[BEGIN Entries]

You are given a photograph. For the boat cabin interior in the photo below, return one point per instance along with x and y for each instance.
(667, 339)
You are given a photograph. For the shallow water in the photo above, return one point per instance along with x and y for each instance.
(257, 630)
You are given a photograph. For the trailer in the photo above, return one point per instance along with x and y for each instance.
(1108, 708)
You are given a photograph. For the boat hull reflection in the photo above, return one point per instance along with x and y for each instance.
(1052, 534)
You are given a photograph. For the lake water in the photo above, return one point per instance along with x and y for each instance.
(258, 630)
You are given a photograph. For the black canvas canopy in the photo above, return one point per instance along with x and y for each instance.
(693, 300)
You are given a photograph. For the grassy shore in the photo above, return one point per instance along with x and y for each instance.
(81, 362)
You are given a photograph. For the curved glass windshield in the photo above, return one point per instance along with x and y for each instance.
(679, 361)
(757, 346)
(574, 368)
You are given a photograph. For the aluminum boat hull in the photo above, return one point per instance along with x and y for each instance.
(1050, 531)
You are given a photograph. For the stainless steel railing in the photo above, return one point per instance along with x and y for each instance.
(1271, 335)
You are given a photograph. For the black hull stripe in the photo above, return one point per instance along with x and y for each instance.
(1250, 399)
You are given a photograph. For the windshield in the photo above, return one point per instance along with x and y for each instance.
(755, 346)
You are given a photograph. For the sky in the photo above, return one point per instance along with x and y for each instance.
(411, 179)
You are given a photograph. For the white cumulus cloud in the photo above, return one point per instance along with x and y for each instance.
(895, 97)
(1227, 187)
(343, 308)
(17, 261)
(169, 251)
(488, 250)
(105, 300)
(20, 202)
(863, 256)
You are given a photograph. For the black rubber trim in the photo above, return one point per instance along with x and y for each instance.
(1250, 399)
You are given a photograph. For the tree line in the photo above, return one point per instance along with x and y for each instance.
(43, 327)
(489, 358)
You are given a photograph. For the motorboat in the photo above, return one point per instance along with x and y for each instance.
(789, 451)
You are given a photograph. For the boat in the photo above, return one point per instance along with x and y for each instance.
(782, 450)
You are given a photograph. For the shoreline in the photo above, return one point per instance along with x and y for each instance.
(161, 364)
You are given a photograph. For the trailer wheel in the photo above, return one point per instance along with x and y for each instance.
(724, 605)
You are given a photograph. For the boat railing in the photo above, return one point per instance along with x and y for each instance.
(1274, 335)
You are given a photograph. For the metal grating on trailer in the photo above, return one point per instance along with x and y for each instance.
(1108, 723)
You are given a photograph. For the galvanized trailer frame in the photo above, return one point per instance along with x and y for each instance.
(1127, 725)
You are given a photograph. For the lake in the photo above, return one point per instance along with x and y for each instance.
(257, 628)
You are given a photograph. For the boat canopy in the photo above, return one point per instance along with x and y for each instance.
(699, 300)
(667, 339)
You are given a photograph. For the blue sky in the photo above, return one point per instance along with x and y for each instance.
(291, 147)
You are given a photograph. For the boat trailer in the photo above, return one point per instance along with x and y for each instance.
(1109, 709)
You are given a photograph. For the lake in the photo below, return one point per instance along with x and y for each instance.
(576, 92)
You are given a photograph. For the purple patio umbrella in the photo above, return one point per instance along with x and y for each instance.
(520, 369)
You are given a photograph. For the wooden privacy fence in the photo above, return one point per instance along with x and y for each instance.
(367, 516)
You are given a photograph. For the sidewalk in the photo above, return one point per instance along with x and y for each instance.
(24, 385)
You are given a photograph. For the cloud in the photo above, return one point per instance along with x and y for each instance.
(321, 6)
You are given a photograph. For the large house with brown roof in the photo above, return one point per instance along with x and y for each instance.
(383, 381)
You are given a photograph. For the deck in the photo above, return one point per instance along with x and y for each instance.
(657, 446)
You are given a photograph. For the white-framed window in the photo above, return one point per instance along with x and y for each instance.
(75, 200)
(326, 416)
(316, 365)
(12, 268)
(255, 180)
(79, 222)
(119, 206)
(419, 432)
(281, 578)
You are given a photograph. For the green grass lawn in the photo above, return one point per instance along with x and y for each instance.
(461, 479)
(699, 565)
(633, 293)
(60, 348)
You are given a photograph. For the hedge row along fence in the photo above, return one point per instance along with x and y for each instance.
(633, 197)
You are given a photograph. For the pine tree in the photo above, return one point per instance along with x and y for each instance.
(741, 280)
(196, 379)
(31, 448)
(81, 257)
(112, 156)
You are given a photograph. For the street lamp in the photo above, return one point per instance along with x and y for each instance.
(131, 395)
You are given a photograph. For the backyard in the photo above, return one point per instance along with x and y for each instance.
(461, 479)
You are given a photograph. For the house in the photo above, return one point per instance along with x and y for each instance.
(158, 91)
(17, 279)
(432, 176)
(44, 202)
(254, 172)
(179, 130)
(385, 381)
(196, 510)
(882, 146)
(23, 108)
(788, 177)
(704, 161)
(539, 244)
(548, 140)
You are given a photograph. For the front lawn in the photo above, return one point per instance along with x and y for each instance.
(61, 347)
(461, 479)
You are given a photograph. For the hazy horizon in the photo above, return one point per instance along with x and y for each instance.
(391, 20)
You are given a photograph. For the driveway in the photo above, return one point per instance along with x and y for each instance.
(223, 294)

[END Entries]

> Given problem
Switch "hazy horizon" to "distant horizon" in the lines from the one containing "You are given a photograph. For the hazy" through the end of the listing, inclusive, and write out only those lines with nothing else changed.

> Solution to this task
You are given a photograph. For the distant horizon in the photo above, return one point per instance along with x and y for each instance.
(391, 20)
You are given a photograph. For the driveway in the photo above, return one point per instance along with x and y for each instance.
(223, 294)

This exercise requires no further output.